[Image point grounding data]
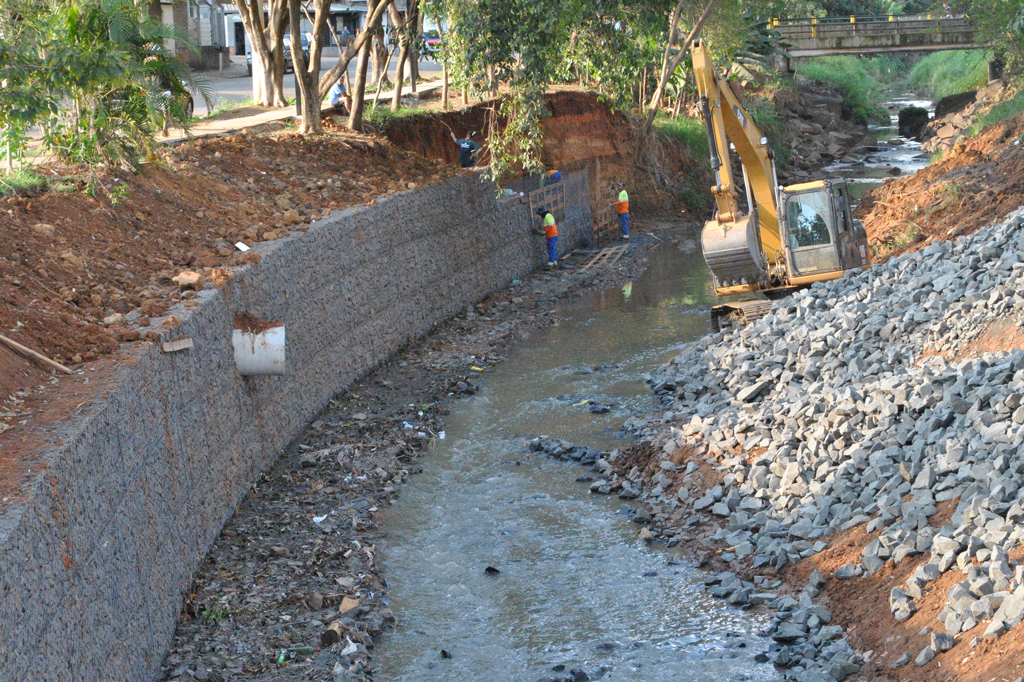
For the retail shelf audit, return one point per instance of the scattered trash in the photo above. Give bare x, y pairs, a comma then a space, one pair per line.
333, 634
347, 604
350, 649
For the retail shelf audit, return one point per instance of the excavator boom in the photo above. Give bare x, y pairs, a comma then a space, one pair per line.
786, 237
740, 248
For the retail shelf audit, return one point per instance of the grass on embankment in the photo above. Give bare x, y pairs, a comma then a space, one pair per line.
22, 181
1003, 111
942, 74
691, 134
860, 89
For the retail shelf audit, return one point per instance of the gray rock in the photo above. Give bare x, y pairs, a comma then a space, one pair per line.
750, 393
846, 571
788, 632
941, 642
902, 661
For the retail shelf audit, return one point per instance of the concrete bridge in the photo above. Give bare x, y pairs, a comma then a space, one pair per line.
876, 35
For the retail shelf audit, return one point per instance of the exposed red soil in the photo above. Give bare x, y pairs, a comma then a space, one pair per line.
582, 132
976, 183
1003, 334
83, 272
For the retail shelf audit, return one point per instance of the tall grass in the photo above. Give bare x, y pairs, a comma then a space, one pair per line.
20, 180
692, 190
861, 91
1004, 110
943, 74
690, 132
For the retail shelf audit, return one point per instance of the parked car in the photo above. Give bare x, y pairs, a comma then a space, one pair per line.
289, 67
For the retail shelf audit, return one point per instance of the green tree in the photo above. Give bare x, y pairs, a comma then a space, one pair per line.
105, 62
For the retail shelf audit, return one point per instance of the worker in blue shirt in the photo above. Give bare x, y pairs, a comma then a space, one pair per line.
467, 150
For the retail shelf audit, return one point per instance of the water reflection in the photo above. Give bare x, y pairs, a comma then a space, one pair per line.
576, 587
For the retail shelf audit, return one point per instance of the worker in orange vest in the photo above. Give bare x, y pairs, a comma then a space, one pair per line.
623, 206
551, 232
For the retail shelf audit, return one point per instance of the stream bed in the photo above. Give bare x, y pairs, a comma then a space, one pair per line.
577, 589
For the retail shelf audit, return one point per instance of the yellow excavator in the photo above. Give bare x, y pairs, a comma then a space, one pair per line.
788, 237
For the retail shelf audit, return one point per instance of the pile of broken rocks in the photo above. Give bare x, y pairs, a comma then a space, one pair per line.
843, 408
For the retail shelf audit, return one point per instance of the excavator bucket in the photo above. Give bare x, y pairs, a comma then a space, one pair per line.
733, 254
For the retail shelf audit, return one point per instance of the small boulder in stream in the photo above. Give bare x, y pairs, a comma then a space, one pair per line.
912, 121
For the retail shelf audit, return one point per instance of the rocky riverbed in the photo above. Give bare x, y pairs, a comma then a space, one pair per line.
872, 425
294, 589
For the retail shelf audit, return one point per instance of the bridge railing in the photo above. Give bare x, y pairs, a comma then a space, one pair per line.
839, 27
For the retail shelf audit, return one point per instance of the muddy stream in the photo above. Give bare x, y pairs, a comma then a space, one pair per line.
577, 590
894, 152
576, 587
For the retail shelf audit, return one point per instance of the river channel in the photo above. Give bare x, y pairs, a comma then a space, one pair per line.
577, 589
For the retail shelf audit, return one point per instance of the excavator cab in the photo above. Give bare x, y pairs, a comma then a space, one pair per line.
819, 235
783, 238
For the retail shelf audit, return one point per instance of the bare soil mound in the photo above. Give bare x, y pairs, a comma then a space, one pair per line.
976, 183
85, 266
582, 132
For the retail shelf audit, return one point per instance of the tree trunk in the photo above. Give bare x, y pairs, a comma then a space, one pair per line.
336, 72
311, 121
670, 68
358, 91
380, 83
399, 76
416, 25
444, 94
380, 54
266, 42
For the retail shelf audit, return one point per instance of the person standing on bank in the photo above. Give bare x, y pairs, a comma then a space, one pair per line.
623, 206
467, 150
551, 232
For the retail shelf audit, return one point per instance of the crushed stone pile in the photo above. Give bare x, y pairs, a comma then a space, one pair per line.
834, 412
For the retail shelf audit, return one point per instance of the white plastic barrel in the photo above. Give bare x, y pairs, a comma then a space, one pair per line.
261, 353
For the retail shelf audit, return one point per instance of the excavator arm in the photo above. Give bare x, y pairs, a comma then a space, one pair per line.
740, 249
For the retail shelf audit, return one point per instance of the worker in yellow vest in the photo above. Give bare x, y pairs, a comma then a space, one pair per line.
551, 232
623, 206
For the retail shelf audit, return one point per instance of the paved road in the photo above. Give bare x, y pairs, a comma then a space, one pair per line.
235, 84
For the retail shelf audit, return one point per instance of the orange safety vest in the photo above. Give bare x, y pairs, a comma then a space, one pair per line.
624, 202
550, 228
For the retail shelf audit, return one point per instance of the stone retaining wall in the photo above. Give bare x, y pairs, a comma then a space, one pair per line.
94, 564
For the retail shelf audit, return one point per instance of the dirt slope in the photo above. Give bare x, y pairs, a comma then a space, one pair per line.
977, 182
582, 132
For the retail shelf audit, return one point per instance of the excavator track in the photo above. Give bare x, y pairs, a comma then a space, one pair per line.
737, 313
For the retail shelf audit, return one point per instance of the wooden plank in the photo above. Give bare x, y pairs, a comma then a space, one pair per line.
605, 257
32, 353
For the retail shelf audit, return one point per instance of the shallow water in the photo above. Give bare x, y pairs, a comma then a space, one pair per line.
576, 587
908, 157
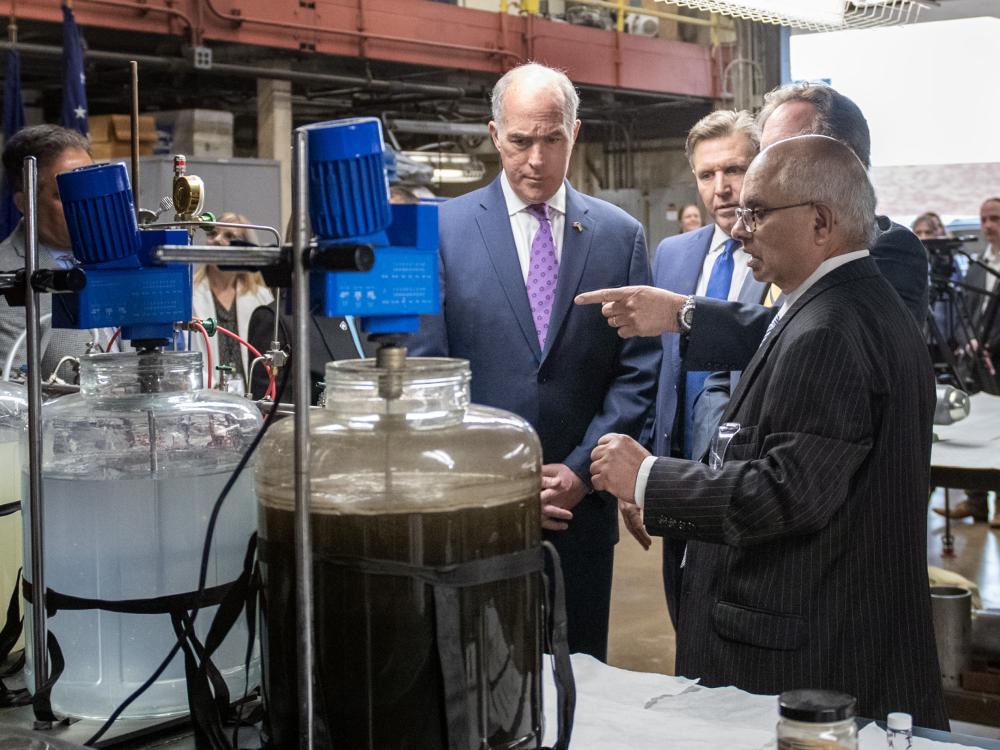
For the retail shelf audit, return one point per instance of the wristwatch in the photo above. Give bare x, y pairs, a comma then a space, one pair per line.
685, 316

== How to complete this task ==
Write out the data above exactly, minus any images.

== Response box ==
For the retail shelf audit, return one point per instance of the scattered trash in the photo above. Give bare x, y pairs, a comma then a space, one pair per line.
333, 634
347, 604
350, 649
For the retail shelf audit, return one point per instance of the excavator boom in the photo above. Give bare x, y pairs, a comma then a space, one pair per line.
786, 237
740, 248
For the retail shelf audit, return one point per instance of the grass on embankment in the photo above. Give bare x, y pairs, a comma then a space, one pair per line.
22, 181
1003, 111
942, 74
691, 134
860, 89
For the retail shelf audit, return one point per instance of the gray rock in the photo above. Give bare x, y pairs, a comma then a space, one pair per line.
750, 393
846, 571
788, 632
941, 642
902, 661
For the retail shelf audit, return one point per instance of the concrete bridge in the photo above. Give bare x, y pairs, a comma then a space, one pair per line.
876, 35
For the retail shelf audit, return one point per instance of the exposed red soil in the photo above. Give bare x, y pairs, a comma then a space, one pair per line.
582, 132
976, 183
1003, 334
83, 272
For the retail shelf audit, return one point per instance of the tall grass in the photo above. Give bare x, y pairs, a comma then a space, one pair per line.
20, 180
692, 190
861, 91
1004, 110
943, 74
690, 132
For the retail shelf audit, return one point per instance of the parked car in the photo above. Give bare x, y pairs, a comma then a space, one pair per line.
289, 67
For the retail shelf audit, return one point per instance of the green tree in the photo above. Give bare x, y pairs, a comma then a space, one pair per line.
105, 62
For the retail shelf audit, return one point per instance of the worker in blue shirt in the photo above. Give bare x, y pairs, a comma then a space, one pair per line.
467, 150
For the retail shelf audit, return one point per instance of the water reflection in the photo above. Give bare x, y pairs, a comma then a space, one pair per line.
576, 587
For the retail shelf audit, return one point per instance of the worker in orange vest in the photo above. Give bare x, y pairs, a comma then a space, one pair per line.
623, 206
551, 232
For the retail shelf audit, return one point per instance of the stream bed in the photo above. Give bare x, y pairs, a comma then a space, one pair per line.
577, 589
For the retail shelf audit, return one point per instance of the yellow excavator in the photo above. Give bare x, y pairs, a comma then a space, one pair per line.
788, 237
For the retail shelf audit, return one point per instance of the pile of broken rocks in the photo above. Give bare x, y pairs, a comma then a space, one pair per line.
843, 408
For the retail shelf audit, return one point per instance of the excavator bucket in the photo above. Give bare x, y pairs, a comma then a space, one pair per line.
733, 254
For the retail shelf audit, return one point per instance of the small boulder in stream in the photo above. Give bare x, y pairs, a comma then a space, one pair per line.
912, 121
For the retail shelf audit, return one point per instance of the rocky riverbed in the photo above. Give bare x, y pairs, a comma then a space, one pair per line.
872, 425
294, 589
For the retail shelf audit, return one point per instance of the bridge railing in the photo above. Give bare x, y pairs, a comma then a space, one pair per line.
839, 27
For the retail shelf audit, return one point per instance of the muddy stream in the photo above. Give bare x, y pairs, a comma then a space, one pair per line.
577, 590
894, 152
576, 587
For the retail shelf audit, return one point per instance of the river channel in the photo above. Give bare x, y pairs, a comma then a space, one pair per line.
577, 589
For the retail shelf audit, return one point per instance of the excavator cab in the photo above. Give bare x, y pairs, a comma then a space, one pair per line.
819, 235
783, 238
For the retail shelf audit, return one point per instance of the bare soil mound in the photo above. Give bare x, y pairs, a comma then a space, one pair per line.
976, 183
85, 266
582, 132
For the retail shelf audit, return one point per instance of the tree trunk in the photo above. Give bare x, y pairs, a comma then a space, one pair per line.
336, 72
311, 121
670, 68
358, 91
380, 83
399, 76
416, 25
444, 94
380, 54
266, 42
For the retail shelf audit, return one point per instance of the person standing on bank in the photo above. Give bare x, y pairs, a comma then a space, one pair per line.
623, 206
467, 150
551, 232
For the retail shelf audit, return one point per instance of the crushed stone pile in the photo above. Give bare x, y pairs, a comma then a space, one pair per line.
834, 412
For the retail shelf audit, return one point per instance of the white plastic barrel in the photo above. Give bare x, y pairs, a comma then a space, one pair per line.
261, 353
For the retail shelf audit, return one point per instance of the excavator arm in the photo above. Give bare x, y pairs, a comma then a space, one pair per line.
740, 249
For the retail shelf audit, return one point per instance of the worker in yellow vest in the photo above. Give bare x, y pairs, a comma then a space, one pair per line.
551, 232
623, 206
For the retail shelf audit, return one point per instance of the paved road in the photo above. Give bare x, y pairs, a comma then a space, one pair per line.
235, 84
For the retail shelf audit, return one point per instance of the orange safety vest in the photo above. Give bare x, y pairs, a comma then a space, one pair per line.
624, 202
550, 228
For the retail shelf audit, return one point per instance of the stone retaining wall in the photo above. Give bare x, y pairs, a comma then a space, one pair per line.
94, 564
For the retail shelf audit, return one point per instance of the dirt slope in the photo above. Give bare x, y pairs, a comma then a space, one pair per line.
977, 182
582, 132
For the retail shelf audit, return one point per instance of the excavator track in the photo above. Give bare x, y pairs, a comma then a space, one pair per line.
737, 313
For the retail shelf audit, return one point per instance of the wooden plank in the photo above. Give bare x, y pairs, a comma then a space, one pair per line.
605, 257
32, 353
For the retail shelf audit, return one point per instance of the shallow water in the photo above. Give bare x, y pairs, a comma then a space, one pair per line.
576, 587
908, 157
For the retail shelf audit, return one point per instance of the wristwatch in the photo above. Give bare x, y pairs, a comma then a space, one pair per line.
685, 316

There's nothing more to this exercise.